INDICAZIONI:
Seleziona e copia ogni riga dei record che contiene la parola "leaf". Maiuscole e minuscole contano.

RECORD ARCHIVIATI:
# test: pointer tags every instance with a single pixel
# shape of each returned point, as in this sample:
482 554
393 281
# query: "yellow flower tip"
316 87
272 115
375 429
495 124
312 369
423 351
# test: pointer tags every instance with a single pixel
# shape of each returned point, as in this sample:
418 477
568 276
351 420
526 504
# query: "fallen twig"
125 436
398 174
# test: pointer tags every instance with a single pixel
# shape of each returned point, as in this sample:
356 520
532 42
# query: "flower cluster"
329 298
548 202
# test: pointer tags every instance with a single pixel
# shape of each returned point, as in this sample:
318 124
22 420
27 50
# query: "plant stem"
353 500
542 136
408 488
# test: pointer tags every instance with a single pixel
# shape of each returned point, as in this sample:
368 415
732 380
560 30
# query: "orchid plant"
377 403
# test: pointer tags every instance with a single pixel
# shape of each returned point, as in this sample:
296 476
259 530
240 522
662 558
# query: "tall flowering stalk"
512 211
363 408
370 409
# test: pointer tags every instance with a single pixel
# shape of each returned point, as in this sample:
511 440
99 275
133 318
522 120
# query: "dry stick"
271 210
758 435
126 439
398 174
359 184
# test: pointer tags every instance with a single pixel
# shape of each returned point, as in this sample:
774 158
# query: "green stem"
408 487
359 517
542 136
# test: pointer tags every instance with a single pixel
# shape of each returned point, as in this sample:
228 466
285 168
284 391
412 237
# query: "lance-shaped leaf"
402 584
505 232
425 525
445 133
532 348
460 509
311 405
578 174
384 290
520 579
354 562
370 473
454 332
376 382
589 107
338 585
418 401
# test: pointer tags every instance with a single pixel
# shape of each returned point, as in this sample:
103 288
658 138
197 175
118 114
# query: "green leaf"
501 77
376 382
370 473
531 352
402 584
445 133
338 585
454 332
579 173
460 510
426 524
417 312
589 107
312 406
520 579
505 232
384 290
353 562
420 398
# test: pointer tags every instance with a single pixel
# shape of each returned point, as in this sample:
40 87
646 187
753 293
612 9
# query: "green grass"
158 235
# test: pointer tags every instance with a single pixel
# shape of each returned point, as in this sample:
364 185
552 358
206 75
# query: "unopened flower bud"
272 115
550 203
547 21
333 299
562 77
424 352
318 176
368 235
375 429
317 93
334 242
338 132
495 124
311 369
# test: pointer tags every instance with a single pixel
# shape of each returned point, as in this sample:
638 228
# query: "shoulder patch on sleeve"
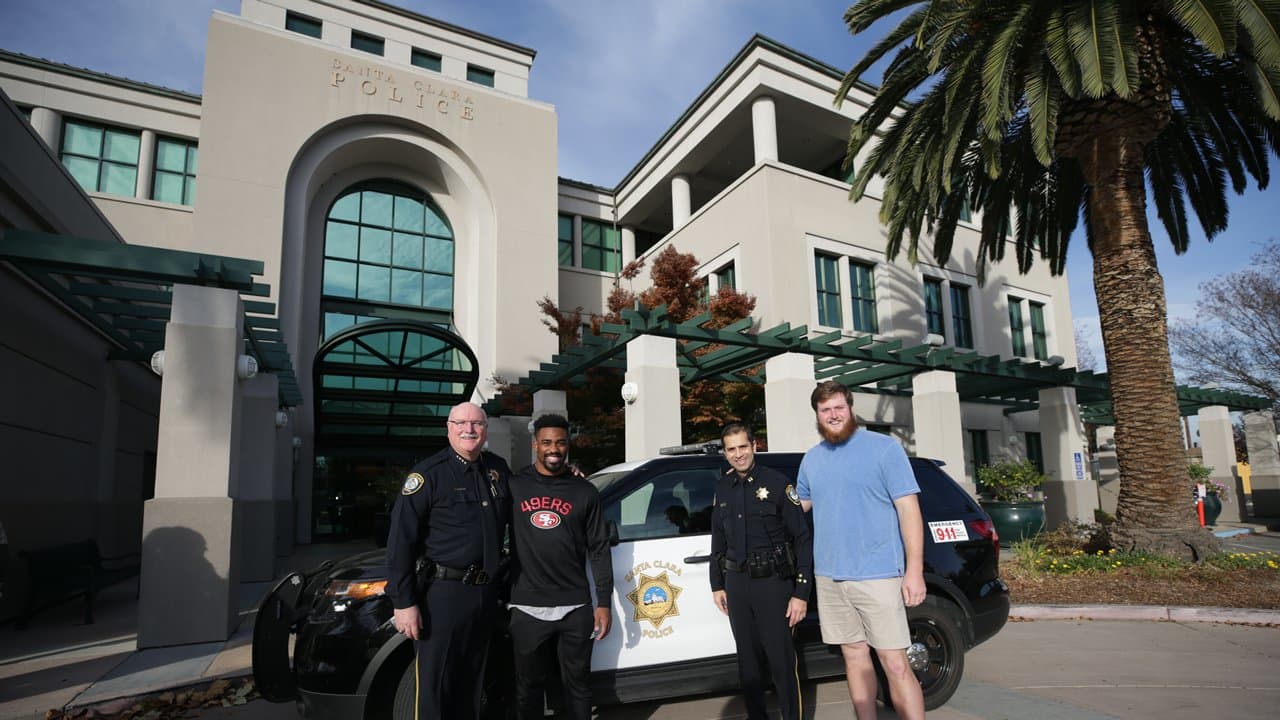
412 483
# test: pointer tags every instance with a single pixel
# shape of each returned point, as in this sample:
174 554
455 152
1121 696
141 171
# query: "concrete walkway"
58 662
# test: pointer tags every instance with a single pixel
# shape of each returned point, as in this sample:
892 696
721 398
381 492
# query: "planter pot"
1212 509
1015 520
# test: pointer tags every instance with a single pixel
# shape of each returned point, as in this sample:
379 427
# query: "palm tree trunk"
1155 510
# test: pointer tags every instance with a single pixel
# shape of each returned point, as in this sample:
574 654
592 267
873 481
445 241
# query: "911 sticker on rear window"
949 531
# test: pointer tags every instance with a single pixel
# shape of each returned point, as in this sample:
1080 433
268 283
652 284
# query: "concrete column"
629 245
1217 447
764 130
547 401
936 419
1109 469
146 164
283 492
49 126
787 386
190 529
1260 437
255 484
681 205
577 241
653 419
1069 495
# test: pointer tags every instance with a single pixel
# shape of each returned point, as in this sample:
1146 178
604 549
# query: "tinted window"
670 504
941 499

IL RISULTATO:
# query: "lance-shaped leaf"
# query: "green leaf"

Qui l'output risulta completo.